[Yapılacaklar]
a: Nart destanlarıyla ilgili metne göre Nartların yaşadığı yerlerin adları nerede söylenmektedir?
b: Nart destanlarıyla ilgili metindeki "Bu yerlerin adları şarkı ve türkülerde söylenmektedir." cümlesinin İngilizcesi nedir?
c: Nart destanlarıyla ilgili metni kaldığı yerden sürdürün.

[Seçilen Metin]
En eski destan biçimleri olduklarını söylediğimiz şarkı (uered/орэд/chant) ve türkü (pşınatl/пщыналъ, makamla söylenen şiir/byline) parçalarını, örneğin “Nart  Şebatınıko”yu ele alıp incelediğimizde Nartların aile (soy/л1акъо) toplulukları biçiminde değişik bölgelerde, Tyene (Тенэ/Don), Pşıze (Пщызэ/Kuban), İncıc (İndjıdj;Zelençuk), Varp (Urup), Laba ve Pşış ırmakları boylarında, Kafkas Dağlarında, Karadeniz, Kerç Boğazı (Хы Т1уалэ/Xı Tvuale) ve Azak Denizi (Хы Мыут1э/Xı Mıutve) kıyılarında yaşadıklarını görürüz. Bu yerlerin adları şarkı ve türkülerde söylenmektedir.  Örneğin, Nart Şebatınıko,  başka bir yerden Nartların yanına gelecek olduğunda:

“Tyene qıreğuaze,  
Ğuaze qırıdekva,
Pşıze yiyikvığoxer,
Şıçepeps femıxhua…”

[Sağlanan Veriler]

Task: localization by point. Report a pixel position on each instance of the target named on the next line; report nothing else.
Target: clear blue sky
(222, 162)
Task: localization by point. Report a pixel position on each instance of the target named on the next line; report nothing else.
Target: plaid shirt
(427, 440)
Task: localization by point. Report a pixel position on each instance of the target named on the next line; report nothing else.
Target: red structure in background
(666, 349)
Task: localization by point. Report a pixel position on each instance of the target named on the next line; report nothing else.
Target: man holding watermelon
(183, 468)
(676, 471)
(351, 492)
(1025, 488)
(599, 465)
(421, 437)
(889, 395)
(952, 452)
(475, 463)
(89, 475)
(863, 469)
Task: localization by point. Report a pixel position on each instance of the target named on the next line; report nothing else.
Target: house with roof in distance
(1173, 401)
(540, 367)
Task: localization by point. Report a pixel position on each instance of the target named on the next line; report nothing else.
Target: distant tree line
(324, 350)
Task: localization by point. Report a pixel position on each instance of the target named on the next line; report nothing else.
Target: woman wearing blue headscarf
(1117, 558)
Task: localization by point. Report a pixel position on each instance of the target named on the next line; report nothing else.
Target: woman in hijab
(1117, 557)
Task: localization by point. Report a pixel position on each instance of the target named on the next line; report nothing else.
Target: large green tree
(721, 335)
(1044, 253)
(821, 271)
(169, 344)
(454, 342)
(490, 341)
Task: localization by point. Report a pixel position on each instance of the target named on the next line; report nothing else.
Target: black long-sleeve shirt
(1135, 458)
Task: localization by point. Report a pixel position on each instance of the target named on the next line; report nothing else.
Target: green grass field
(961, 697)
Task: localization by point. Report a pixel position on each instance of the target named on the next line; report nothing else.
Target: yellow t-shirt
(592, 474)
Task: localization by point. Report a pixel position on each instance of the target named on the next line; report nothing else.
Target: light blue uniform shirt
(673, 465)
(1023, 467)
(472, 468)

[Görev Sonuçları]
a: Şarkı ve türkülerde.

b: The names of these places are mentioned in the songs and folk songs.

c:
“Don Irmağı boyunu izliyor,
Bu yana (güneye) doğru ilerliyor,
Kuban Irmağının geçiş yerleri,
Atının böğrüne bile değmiyor…”

Şebatınıko Nart çobanı ile karşılaştığında, ondan “kent” ya da “köy” adı sormuyor -çünkü böylesine toplu yaşam biçimleri henüz oluşmamış olmalıydı- “Aleglerin evine giden yolu söyle” diyor ve çobandan yolu göstermesini istiyor.

Eski insan karakteri olan sertlik ve diklenmeyi Şebatınıko ile Nart çobanı arasındaki atışmada da görüyoruz. Bu da destanın çok eski çağlardan gelmekte olduğunu bize gösteren kanıtlardan biridir.

Şebatınıko örneği ve onun davranışları, çok eski bir dönemde, yani kılıcın konuştuğu, at sırtında ve kılıç belde, kötülere meydan okunarak ve yiğitlik yolunda dolaşıldığı, güçlünün sözünün geçtiği bir dönemi, yiğitlerin Base Ovası’nı bir baştan öbür başa tozuttukları bir dönemi bize göstermektedir. (Басэ губгъо/Base Gubğo/Base Ovası-Laba Irmağı ile Kuban Irmağı arasında bulunan ve güneyde Kafkas Dağlarına dayanan ova.)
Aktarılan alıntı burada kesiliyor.